*Given exercise*. Write these lines out again with every "photograph" switched to "image" and all else left unchanged. Leave the pictures out.

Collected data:
/---

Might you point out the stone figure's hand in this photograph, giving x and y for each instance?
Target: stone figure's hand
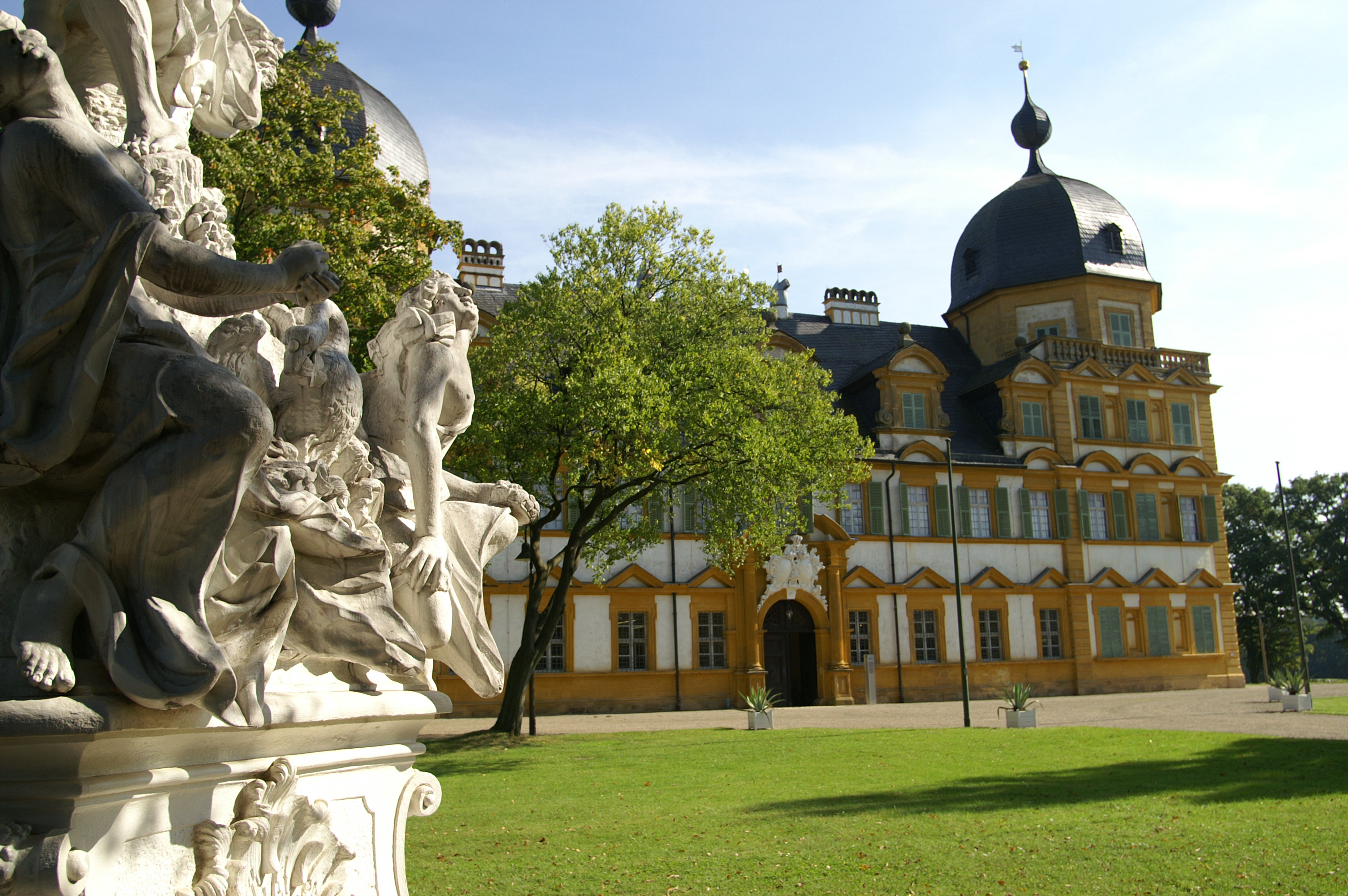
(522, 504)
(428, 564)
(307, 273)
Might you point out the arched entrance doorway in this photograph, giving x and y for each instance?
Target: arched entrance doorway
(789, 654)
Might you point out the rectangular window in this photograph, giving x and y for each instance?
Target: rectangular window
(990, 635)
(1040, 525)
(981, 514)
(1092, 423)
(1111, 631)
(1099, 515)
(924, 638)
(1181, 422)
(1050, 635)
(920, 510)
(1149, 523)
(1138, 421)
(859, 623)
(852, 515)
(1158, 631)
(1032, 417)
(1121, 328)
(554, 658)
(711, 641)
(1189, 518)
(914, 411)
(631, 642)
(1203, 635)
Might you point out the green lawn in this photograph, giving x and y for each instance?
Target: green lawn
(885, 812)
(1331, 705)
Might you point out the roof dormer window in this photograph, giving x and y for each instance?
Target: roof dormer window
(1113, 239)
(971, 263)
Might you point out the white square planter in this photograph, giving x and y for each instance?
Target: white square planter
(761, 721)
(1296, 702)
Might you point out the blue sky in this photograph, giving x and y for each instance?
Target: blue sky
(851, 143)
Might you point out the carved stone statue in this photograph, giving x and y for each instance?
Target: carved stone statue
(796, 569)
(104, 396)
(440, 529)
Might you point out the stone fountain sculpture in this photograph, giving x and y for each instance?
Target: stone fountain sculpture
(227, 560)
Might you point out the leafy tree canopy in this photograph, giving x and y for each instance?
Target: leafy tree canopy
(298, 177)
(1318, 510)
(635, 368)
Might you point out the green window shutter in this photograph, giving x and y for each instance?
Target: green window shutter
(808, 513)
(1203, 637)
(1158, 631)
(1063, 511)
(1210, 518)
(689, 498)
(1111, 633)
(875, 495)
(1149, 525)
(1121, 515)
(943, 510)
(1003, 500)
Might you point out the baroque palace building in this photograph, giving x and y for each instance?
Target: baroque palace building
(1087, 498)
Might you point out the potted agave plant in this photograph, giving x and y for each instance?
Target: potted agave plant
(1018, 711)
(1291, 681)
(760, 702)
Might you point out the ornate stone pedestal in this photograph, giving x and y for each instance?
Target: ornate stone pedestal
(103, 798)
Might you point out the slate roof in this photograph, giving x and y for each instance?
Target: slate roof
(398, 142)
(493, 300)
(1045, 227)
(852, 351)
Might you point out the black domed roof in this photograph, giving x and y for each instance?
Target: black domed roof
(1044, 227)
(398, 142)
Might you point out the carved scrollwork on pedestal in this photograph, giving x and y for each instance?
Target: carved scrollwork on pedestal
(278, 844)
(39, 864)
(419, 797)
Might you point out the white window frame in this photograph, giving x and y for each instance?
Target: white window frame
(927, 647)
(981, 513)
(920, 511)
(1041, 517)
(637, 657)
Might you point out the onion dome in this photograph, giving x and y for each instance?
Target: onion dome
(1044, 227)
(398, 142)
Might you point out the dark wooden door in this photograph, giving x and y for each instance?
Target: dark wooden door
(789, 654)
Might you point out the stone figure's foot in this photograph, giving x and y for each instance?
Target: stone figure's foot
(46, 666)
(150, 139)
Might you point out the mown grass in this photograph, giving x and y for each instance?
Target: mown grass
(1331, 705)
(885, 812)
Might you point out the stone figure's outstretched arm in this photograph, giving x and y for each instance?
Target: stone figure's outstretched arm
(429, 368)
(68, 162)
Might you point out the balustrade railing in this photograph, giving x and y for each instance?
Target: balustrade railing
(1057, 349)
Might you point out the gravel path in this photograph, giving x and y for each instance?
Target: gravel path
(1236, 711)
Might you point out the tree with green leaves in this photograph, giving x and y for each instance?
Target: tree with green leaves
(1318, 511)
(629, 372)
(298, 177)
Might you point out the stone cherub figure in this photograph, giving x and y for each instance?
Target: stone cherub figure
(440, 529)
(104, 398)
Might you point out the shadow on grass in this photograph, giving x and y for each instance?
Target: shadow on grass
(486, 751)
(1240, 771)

\---

*Exercise output*.
Might you point out the stone figure's hand in this image, giving x and y for each instance?
Target: stone figure's hand
(522, 504)
(428, 564)
(307, 273)
Might you point out the arched entrance doorway in this image, giving x and y for each instance?
Target: arched entrance doorway
(789, 654)
Might you point out the rectangular window in this image, giving x and y for each instance?
Target: rectangular window
(990, 635)
(1040, 525)
(981, 514)
(1092, 423)
(1111, 631)
(1099, 515)
(924, 638)
(1181, 422)
(1050, 635)
(920, 510)
(1149, 523)
(1138, 421)
(859, 623)
(852, 515)
(1158, 631)
(1032, 417)
(1121, 328)
(554, 658)
(711, 641)
(1189, 518)
(914, 411)
(631, 642)
(1203, 635)
Might you point out the green lawn in this image, giving x and y for each instance?
Target: green lawn
(885, 812)
(1331, 705)
Might you point out the roof dormer window in this image, giving x and y for each instance?
Target: roof dormer window
(1113, 239)
(971, 263)
Might you point out the white square planter in this image, giving x and y for each instance?
Target: white square planter
(761, 721)
(1296, 702)
Might you point out the blue sky in this image, giving x and y for each instance?
Target: blue sky
(851, 143)
Might you point out the carved stone statue in this image, giving x and y for each instance?
Target: carved stone statue
(796, 569)
(104, 396)
(440, 529)
Might you point out the stone fountain sculpture in this image, giving x and y for each instance?
Target: stone fountain sculpture
(227, 560)
Might you point out the leafy tree canopy in this image, giving x and y for each instance?
Target: leafy tree canopy
(298, 177)
(1318, 510)
(635, 368)
Might you point out the green window shutter in this image, giving x and y for each instance?
Target: green window shutter
(808, 513)
(1203, 637)
(1158, 631)
(1063, 511)
(1210, 518)
(689, 498)
(1111, 633)
(875, 495)
(1149, 525)
(1121, 515)
(943, 510)
(1003, 500)
Might you point out the baroque palace building in this image, giving x and y for each instance?
Target: baroque palace building
(1087, 498)
Might you point out the potted agave plant in this image, giving x and y for each instance?
Target: potted agave plant
(1018, 711)
(1291, 681)
(760, 702)
Might you point out the ornate stone pedestal in this image, giving x and y for each instance?
Target: ornate stone pedestal
(103, 798)
Might you point out the slate roof in this image, giving x and y for each instance?
Target: slate roof
(398, 142)
(493, 300)
(1045, 227)
(852, 351)
Might you point out the black domed roof in this image, giving x and y for each instance?
Target: black domed roof
(1044, 227)
(398, 142)
Might you point out the carved scrollwork on pedestal in this image, giving x and y for each instance?
Target: carved scrollwork on pedestal
(278, 844)
(39, 864)
(419, 797)
Might you point out the white window frame in this image, giving x and y for each instance?
Target: white window frame
(927, 647)
(981, 513)
(920, 511)
(1041, 517)
(637, 657)
Might you point out the onion dome in this image, giving x and y for each instance?
Target: onion dome
(1044, 227)
(398, 142)
Might you point out the dark wooden door in this image, giving x and y for each instance?
Target: dark wooden door
(789, 654)
Might you point out the stone figure's foot in this image, giving x and y for each instance?
Target: stone figure's foot
(46, 666)
(150, 139)
Might you point out the mown grass in this image, giving x and y for each instance?
Target: mown grass
(1331, 705)
(885, 812)
Might you point out the stone figure's outstretched arm in this image, giving x and y for each instance?
Target: stone figure's outstretched arm
(429, 368)
(68, 162)
Might you point out the balustrade railing in this image, giving x and y for each instance?
Target: balustrade railing
(1057, 349)
Might you point out the gravel path in this image, giving x and y for each instance?
Target: gravel path
(1236, 711)
Might you point out the tree with green leaves in this image, giving x and y for each instance?
Target: tree with green leaves
(1318, 511)
(629, 372)
(298, 177)
Might you point out the stone cherub figure in this image, giving x and y for each instance?
Target: stone cherub figure
(440, 529)
(104, 398)
Might you point out the shadow on grass in this image, giving x and y for each instance?
Target: shadow on grass
(486, 751)
(1240, 771)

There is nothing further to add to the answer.